_ФРАГМЕНТ ТЕКСТА_:

Две ночи напролет, до полного изнеможения, вместе с либеральными лидерами, они вырабатывали условия передачи власти. В конце концов, в «условиях» не оказалось ни слова о прекращении войны, ни слова о демократической республике, ни слова о земле, то есть именно тех требований, ради которых совершалась революция.
Конечно, была не сей счет «теория»: раз революция буржуазная, значит и власть должна принадлежать буржуазии. Николая Романова могут сменить лишь политические деятели типа Родзянко или Милюкова. Только им может подчиниться старый чиновный аппарат, худо-бедно обеспечивающий жизнедеятельность страны.
Но теоретические формулы часто прикрывают и нечто более личное. К примеру – нерешительность, а то и просто страх. Когда председателя Петросовета Николая Чхеидзе спросили – готов ли он возглавить правительство? – он в ужасе отшатнулся: «Упаси господи, что я, сумасшедший?!» Положение страны было катастрофическим. На фронтах армия терпела поражение. Надвигалась разруха. Поэтому не только «догма», но и элементарная боязнь взять на себя ответственность за судьбу страны, определила поведение меньшевистско-эсеровских вождей, добровольно – «от имени революции» – передавших власть буржуазному правительству.
Это и позволило правительству, как выразился Ленин, «положить ноги на стол». Через российских послов Милюков заверил союзников, что война будет продолжена. В Кронштадт, Свеаборг и другие места, где имели место эксцессы, для наведения порядка направили правительственных комиссаров. А для усмирения бунтующих крестьян послали воинские команды. Так что «царство Исайи» кончилось довольно быстро. Но хотя «слияние классов» кончилось, эйфория все еще оставалась. Она проявилась и в ночной встрече Ленина с питерскими большевиками в особняке Кшесинской, пока Владимир Ильич не оборвал поток приветствий и вместо этого предложил высказаться «о той тактике, которой надо держаться»[289].
4 (17) апреля в Таврический дворец Ленин и его спутники приехали в 12 часов. Владимира Ильича сразу подхватили старые и новые знакомые. Были тут и кожевник Иван Присягин, и уже упоминавшийся рабочий завода «Айваз» Иван Чугурин – давние ученики Ленина по школе Лонжюмо. И вернувшийся из ссылки рабочий – депутат IV Думы Федор Самойлов. Пришли Шляпников, Коллонтай… Но больше виделось лиц совсем незнакомых, смотревших с любопытством и ожиданием. Крупская заметила, как Владимир Ильич отыскал глазами Присягина, улыбнулся ему – было у них «какое-то понимание с полуслова» – и начал выступление…[290]
«Приехав только 3 апреля ночью в Петроград, – писал на следующий день Ленин, – я мог, конечно, лишь от своего имени и с оговорками относительно недостаточной подготовленности выступить на собрании 4 апреля с докладом о задачах революционного пролетариата».

_ДАННЫЕ_:
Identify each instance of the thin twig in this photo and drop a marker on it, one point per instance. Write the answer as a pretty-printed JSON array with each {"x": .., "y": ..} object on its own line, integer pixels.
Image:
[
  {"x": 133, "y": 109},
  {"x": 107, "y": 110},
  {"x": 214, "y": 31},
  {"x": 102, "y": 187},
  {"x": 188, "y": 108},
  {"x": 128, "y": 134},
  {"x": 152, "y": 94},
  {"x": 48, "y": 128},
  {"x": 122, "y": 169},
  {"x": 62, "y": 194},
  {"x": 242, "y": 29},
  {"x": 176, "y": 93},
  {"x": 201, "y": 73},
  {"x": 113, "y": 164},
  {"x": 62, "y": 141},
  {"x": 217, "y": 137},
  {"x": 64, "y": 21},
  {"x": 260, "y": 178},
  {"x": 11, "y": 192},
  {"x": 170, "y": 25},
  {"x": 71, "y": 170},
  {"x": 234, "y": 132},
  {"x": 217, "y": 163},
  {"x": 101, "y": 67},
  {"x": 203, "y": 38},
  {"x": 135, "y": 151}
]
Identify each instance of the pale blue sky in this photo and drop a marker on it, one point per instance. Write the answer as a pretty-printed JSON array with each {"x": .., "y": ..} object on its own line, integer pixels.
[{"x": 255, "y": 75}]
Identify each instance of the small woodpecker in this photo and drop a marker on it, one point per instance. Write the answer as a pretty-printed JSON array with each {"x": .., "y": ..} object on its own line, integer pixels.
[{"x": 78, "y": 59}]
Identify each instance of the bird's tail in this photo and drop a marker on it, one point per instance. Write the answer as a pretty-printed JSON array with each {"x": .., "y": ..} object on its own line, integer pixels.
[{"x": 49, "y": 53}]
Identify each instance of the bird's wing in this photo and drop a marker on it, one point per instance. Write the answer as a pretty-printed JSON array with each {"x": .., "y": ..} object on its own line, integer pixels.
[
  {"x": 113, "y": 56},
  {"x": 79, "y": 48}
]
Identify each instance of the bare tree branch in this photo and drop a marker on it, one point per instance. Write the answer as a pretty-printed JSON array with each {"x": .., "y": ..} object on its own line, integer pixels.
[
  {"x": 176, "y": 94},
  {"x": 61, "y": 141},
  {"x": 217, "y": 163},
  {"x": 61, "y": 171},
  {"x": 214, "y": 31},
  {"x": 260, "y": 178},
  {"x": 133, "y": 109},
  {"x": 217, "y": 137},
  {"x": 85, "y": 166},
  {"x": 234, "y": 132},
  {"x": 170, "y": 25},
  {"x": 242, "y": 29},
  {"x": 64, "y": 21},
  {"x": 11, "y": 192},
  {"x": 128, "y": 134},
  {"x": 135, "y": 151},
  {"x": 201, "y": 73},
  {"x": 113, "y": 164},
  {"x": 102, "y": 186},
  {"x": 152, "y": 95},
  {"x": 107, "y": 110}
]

_ЧТО НУЖНО СДЕЛАТЬ_:
Допишите следующую часть текста о приезде Ленина в Петроград и его апрельском докладе, начав сразу после последнего приведенного предложения.

_РЕЗУЛЬТАТ НИЖЕ_:
Выступил «сначала на собрании большевиков. Это были делегаты Всероссийского совещания Советов рабочих и солдатских депутатов, делегаты, которые должны были разъезжаться и поэтому никакой отсрочки дать мне не могли. По окончании собрания председатель его, т. Г. Зиновьев, предложил мне, от имени всего собрания, повторить мой доклад тотчас на собрании и большевистских и меньшевистских делегатов…
Как ни трудно мне было повторять немедленно мой доклад, я не счел себя вправе отказаться, раз этого требовали и мои единомышленники и меньшевики, которые из-за отъезда действительно не могли дать мне отсрочки».
«Единственное, что я мог сделать для облегчения работы себе, – и добросовестным оппонентам, – было изготовление письменных тезисов. Я прочел их и передал их текст тов. Церетели. Читал я их очень медленно и дважды: сначала на собрании большевиков, потом на собрании и большевиков и меньшевиков»[291].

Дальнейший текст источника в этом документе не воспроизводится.